-- START --

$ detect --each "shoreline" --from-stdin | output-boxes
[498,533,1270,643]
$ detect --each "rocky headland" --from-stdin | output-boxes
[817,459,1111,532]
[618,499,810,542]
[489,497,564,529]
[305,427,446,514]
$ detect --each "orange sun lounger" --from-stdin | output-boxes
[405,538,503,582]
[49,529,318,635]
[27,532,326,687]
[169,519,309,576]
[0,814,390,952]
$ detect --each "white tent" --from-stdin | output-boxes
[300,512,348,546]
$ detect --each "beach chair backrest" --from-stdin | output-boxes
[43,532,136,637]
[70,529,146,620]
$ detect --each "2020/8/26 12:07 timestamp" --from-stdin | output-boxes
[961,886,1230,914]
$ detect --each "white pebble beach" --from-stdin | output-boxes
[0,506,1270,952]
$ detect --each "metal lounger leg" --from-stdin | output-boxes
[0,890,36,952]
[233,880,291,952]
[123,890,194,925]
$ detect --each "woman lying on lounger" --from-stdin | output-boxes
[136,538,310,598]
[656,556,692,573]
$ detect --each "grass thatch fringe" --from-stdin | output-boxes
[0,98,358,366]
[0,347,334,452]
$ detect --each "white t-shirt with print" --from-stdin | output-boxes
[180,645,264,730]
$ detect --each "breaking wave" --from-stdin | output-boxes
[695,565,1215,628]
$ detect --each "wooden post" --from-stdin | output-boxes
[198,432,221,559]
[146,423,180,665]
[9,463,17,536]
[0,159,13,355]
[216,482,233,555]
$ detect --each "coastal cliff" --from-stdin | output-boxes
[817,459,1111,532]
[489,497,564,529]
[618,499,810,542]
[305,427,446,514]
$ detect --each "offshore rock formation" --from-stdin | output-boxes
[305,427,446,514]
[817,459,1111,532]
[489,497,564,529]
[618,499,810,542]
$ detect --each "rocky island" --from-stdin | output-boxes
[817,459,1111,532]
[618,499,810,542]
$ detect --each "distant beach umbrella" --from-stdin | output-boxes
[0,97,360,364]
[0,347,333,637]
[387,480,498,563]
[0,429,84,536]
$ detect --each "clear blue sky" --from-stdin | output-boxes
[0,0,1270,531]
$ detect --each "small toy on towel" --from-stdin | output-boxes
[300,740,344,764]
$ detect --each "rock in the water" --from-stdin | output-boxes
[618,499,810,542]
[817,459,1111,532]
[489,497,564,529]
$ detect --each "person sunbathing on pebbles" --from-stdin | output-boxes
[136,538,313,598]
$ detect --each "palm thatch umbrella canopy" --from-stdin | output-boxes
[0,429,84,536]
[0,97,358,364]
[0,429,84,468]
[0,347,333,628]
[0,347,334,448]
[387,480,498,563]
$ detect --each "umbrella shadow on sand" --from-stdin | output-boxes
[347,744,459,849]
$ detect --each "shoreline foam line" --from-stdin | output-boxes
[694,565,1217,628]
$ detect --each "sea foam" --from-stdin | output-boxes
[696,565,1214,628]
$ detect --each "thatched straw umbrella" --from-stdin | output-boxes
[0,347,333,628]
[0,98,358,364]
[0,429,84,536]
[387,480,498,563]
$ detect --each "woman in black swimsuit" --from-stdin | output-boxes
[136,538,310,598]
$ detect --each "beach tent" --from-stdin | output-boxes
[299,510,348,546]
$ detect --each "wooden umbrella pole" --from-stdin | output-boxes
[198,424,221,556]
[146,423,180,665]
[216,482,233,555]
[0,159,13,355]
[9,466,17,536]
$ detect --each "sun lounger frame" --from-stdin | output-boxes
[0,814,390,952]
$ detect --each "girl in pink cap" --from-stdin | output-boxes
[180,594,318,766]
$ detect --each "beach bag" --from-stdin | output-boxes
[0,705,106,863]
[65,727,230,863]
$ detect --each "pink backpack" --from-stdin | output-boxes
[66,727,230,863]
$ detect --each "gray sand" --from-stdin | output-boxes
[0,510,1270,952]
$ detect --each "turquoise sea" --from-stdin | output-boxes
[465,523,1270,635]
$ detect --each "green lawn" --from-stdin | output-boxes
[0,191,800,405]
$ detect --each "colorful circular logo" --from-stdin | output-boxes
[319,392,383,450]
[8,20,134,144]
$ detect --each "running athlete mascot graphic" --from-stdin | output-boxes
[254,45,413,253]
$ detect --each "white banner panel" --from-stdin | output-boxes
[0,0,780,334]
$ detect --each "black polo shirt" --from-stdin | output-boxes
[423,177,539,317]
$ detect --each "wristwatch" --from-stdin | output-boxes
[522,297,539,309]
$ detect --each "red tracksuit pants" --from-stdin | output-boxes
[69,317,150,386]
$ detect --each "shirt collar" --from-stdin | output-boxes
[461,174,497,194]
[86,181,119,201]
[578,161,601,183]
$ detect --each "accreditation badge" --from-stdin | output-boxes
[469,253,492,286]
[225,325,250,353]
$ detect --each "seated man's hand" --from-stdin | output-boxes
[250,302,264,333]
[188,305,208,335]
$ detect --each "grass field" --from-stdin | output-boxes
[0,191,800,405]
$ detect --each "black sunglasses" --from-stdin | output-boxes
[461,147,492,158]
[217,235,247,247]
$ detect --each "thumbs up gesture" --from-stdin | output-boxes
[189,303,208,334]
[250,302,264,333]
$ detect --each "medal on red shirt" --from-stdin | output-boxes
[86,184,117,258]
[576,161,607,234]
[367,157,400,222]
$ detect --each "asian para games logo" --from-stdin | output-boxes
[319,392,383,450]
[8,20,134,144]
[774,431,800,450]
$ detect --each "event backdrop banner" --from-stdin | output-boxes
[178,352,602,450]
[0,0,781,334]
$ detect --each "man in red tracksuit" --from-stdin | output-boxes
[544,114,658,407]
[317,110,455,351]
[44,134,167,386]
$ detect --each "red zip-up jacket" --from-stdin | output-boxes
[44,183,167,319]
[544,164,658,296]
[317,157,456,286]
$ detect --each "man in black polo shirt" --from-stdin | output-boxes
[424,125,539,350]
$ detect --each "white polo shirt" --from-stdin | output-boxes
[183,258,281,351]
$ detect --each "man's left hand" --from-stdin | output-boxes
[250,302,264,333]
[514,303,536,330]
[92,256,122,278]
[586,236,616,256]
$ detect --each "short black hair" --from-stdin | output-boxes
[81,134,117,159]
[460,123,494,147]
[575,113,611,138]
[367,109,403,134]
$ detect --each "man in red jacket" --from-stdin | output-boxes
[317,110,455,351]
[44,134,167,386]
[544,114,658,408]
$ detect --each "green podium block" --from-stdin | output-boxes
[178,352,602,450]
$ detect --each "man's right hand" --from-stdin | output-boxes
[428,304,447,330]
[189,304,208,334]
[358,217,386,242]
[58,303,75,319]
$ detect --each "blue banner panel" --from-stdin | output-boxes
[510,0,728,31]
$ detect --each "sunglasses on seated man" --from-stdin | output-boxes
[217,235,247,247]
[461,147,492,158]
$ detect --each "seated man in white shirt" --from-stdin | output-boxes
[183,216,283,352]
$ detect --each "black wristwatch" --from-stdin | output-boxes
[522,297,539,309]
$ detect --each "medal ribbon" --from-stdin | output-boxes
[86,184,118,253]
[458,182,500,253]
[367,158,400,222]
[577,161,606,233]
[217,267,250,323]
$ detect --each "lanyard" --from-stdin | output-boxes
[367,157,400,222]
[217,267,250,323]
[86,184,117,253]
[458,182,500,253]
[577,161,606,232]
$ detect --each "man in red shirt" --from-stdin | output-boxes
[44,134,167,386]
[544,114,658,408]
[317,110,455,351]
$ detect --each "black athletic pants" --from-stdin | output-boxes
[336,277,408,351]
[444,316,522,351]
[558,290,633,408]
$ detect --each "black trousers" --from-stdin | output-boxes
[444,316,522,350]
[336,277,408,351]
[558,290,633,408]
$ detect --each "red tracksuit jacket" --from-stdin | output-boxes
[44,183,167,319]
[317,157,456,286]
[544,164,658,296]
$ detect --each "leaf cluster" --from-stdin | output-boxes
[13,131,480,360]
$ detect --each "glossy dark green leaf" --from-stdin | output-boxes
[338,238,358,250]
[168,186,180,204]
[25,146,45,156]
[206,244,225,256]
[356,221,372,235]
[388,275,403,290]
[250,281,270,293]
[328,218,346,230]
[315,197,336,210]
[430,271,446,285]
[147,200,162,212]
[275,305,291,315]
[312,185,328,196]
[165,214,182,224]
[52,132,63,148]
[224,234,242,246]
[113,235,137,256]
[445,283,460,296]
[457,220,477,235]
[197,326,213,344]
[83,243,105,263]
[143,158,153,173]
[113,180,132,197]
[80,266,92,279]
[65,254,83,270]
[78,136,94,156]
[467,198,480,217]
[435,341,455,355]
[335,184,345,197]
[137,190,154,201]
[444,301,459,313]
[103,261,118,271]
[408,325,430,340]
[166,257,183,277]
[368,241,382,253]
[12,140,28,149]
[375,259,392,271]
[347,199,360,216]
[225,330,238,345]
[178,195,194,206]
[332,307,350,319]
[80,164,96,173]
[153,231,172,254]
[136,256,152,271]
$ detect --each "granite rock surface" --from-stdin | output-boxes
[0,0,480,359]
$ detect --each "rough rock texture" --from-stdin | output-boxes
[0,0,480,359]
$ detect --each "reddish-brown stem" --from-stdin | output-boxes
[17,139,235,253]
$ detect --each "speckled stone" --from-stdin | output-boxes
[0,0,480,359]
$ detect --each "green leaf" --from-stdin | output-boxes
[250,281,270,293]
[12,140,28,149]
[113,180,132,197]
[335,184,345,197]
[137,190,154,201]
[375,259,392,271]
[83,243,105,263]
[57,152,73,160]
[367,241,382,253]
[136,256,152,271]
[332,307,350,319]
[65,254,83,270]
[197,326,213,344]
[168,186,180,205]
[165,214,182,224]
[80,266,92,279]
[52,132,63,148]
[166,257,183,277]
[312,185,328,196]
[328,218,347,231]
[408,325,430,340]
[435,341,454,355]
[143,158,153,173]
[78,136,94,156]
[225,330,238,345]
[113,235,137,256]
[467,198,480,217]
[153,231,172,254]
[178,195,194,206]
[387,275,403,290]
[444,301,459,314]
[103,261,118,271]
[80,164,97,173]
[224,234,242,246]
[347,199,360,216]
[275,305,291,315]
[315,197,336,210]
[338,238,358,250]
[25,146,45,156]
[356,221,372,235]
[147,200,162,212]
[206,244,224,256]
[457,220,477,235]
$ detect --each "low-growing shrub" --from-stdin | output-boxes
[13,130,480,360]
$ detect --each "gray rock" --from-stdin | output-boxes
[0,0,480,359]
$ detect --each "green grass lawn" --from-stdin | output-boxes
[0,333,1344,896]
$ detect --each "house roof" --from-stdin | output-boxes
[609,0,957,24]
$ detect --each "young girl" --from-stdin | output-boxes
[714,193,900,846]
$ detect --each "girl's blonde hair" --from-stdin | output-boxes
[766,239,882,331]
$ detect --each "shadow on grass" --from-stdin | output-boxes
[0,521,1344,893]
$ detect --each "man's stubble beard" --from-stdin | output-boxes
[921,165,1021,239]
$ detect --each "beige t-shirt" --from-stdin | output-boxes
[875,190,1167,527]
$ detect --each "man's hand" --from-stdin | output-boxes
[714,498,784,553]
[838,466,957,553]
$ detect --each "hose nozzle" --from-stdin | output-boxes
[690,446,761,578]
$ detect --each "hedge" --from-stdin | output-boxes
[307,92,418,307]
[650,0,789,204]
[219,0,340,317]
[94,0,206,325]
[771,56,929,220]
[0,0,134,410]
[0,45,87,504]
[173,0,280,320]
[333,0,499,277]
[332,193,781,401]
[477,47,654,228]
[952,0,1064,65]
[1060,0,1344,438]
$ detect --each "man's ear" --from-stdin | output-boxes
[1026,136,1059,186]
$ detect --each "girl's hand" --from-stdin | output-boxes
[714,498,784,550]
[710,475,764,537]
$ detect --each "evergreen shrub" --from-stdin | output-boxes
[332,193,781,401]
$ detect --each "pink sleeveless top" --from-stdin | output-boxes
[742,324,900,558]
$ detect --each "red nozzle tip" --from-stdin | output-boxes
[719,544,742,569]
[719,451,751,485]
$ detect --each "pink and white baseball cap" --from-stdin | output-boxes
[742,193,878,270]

-- END --

**Problem statement**
Rescale the stretch of data from its start through the line containing "[300,512,348,546]", rewriting every line with each box coordinate multiplied by 0.65 and rounded to the nearest whole number, halves rounded up. Leave all other text unchanged and give only those lines.

**Right answer**
$ detect --each "shoreline" --from-stdin | output-boxes
[324,346,826,418]
$ detect --each "rocky headland" --from-stdin | output-boxes
[531,298,722,346]
[402,324,527,352]
[318,323,367,344]
[198,278,290,334]
$ detect --each "orange sun lounger" --from-stdin | output-boxes
[263,350,327,378]
[32,344,207,413]
[18,346,212,447]
[110,337,201,374]
[0,529,254,619]
$ detect --each "white tent" --from-stdin | output-boxes
[195,333,226,355]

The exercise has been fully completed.